Convert the records below into a JSON list of strings, one string for each line and no blank lines, starting at the line that contains "of the heart-shaped" and running through the end of the records.

═══

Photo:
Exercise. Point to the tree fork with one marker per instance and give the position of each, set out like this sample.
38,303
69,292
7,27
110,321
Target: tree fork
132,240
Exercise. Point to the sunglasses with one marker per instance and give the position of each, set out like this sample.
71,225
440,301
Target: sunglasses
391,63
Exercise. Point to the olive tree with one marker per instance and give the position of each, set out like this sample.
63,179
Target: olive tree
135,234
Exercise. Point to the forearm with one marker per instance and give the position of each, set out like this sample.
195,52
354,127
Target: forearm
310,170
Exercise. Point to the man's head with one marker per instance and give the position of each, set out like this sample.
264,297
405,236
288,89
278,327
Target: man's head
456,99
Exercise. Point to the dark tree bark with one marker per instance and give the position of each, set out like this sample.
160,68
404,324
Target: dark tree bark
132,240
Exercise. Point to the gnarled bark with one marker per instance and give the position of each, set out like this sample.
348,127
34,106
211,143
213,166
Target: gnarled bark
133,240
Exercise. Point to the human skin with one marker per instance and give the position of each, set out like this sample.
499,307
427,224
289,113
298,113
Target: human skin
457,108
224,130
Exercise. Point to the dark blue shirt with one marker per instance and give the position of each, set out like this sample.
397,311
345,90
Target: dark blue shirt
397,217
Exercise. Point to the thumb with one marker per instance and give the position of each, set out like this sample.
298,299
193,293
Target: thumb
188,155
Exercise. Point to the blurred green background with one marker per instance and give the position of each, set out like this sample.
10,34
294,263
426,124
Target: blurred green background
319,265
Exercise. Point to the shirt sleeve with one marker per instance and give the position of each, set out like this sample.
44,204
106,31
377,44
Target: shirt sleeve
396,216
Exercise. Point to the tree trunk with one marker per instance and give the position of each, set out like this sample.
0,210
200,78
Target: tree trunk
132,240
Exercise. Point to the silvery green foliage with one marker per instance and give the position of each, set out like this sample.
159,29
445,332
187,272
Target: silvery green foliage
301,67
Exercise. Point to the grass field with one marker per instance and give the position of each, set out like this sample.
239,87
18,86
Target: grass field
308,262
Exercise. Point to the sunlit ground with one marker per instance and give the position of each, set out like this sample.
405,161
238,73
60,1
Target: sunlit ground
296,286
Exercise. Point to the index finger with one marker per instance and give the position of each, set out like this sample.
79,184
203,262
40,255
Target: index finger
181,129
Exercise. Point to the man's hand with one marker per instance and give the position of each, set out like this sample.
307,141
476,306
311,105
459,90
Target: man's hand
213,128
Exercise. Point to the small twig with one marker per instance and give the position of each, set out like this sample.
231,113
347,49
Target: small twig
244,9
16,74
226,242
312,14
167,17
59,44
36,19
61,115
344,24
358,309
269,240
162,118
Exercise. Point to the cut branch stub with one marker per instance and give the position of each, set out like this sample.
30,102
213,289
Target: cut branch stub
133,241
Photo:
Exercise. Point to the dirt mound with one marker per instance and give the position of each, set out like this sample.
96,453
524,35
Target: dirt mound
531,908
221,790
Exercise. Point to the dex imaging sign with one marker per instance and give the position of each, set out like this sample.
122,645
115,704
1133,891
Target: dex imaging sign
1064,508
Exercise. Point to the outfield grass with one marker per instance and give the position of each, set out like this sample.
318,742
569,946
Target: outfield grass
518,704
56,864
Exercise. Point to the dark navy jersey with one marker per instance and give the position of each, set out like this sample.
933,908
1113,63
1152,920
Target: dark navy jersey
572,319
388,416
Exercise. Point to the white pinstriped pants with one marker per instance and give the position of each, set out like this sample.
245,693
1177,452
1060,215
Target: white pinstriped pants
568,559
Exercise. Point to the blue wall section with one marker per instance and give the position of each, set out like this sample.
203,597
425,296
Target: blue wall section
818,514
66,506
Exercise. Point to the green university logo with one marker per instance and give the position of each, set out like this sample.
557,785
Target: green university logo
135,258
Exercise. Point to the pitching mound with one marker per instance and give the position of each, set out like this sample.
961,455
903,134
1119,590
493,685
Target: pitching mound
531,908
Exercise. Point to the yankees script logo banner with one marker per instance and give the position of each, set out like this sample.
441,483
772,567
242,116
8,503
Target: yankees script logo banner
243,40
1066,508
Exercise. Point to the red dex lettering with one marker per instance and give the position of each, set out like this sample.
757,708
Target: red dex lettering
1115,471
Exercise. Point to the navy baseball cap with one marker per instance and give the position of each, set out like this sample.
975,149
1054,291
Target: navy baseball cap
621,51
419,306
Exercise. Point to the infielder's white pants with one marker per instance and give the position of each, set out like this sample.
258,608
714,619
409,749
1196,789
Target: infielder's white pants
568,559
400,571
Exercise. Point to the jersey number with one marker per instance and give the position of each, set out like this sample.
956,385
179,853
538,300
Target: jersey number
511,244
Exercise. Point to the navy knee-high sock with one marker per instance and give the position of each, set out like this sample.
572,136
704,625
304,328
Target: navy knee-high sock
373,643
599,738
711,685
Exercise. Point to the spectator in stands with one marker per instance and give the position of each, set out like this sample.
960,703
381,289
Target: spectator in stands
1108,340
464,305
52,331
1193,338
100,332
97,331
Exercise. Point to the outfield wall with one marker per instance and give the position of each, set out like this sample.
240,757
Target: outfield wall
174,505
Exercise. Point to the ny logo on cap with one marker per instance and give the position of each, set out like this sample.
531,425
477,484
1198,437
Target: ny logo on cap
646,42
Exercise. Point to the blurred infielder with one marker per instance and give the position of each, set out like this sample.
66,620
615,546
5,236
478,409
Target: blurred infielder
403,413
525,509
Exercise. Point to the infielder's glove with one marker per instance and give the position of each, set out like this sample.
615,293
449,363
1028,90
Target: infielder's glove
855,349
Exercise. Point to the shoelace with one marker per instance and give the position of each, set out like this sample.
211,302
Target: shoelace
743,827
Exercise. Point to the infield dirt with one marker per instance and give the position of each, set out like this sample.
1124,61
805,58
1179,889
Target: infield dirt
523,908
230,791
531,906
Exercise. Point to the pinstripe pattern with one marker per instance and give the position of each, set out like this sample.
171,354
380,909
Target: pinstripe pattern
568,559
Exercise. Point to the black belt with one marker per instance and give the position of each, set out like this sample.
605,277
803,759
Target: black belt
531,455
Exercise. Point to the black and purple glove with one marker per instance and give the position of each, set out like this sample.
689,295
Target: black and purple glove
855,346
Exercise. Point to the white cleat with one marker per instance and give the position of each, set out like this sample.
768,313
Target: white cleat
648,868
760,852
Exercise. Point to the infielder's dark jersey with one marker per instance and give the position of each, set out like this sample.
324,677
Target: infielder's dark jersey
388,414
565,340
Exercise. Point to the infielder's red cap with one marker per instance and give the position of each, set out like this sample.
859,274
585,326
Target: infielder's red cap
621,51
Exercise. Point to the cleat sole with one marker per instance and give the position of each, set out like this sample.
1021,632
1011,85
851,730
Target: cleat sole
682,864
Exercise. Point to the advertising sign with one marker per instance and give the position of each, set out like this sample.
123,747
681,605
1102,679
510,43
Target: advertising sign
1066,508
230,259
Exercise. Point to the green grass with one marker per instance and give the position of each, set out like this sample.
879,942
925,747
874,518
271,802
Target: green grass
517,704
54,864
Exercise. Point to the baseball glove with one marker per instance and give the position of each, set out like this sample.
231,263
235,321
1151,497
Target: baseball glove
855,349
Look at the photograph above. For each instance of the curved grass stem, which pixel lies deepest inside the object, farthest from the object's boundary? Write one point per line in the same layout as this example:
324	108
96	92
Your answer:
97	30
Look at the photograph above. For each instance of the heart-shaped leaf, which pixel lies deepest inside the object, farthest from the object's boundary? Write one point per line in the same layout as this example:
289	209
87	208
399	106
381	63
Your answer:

═══

▸ **IN RESPONSE**
[
  "Look at the photograph above. For each instance of the heart-shaped leaf, which pixel lies deepest inside the object, farthest from the object's boundary? Write one point per line in the same layout as this example:",
  "289\t209",
  "87\t208",
  "399\t106",
  "381\t63",
  "Your answer:"
]